▶ _Prompt_
Rewrite the records below with every "thickest part" replaced by "widest part" and nothing else changed. Leave the pictures out of your answer.

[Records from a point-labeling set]
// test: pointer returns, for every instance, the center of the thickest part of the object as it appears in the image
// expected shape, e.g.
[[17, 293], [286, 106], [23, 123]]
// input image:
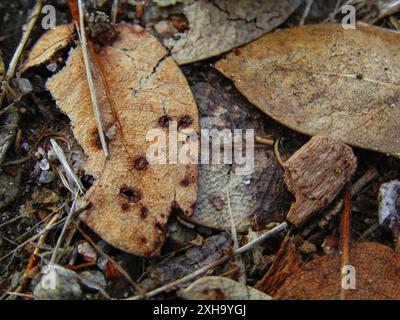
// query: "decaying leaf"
[[212, 249], [287, 262], [131, 199], [51, 42], [315, 174], [377, 271], [388, 208], [218, 26], [219, 288], [2, 69], [255, 199], [323, 79]]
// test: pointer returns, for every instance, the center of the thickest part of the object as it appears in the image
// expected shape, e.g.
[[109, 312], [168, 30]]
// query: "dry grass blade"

▶ _Reply_
// test: pointer returns, for every instance, the center of the widest part of the object as it appears in the image
// expected shape, e.g.
[[17, 293], [286, 106], [23, 123]]
// input image:
// query: "decaying leaf"
[[212, 249], [287, 262], [131, 199], [51, 42], [315, 174], [377, 271], [388, 208], [218, 26], [219, 288], [2, 69], [255, 199], [323, 79]]
// test: pointer returns, for every instance, the center of the widest part of the object as it appears in the image
// expected shape, e.g.
[[109, 312], [168, 30]]
// query: "dry grass blade"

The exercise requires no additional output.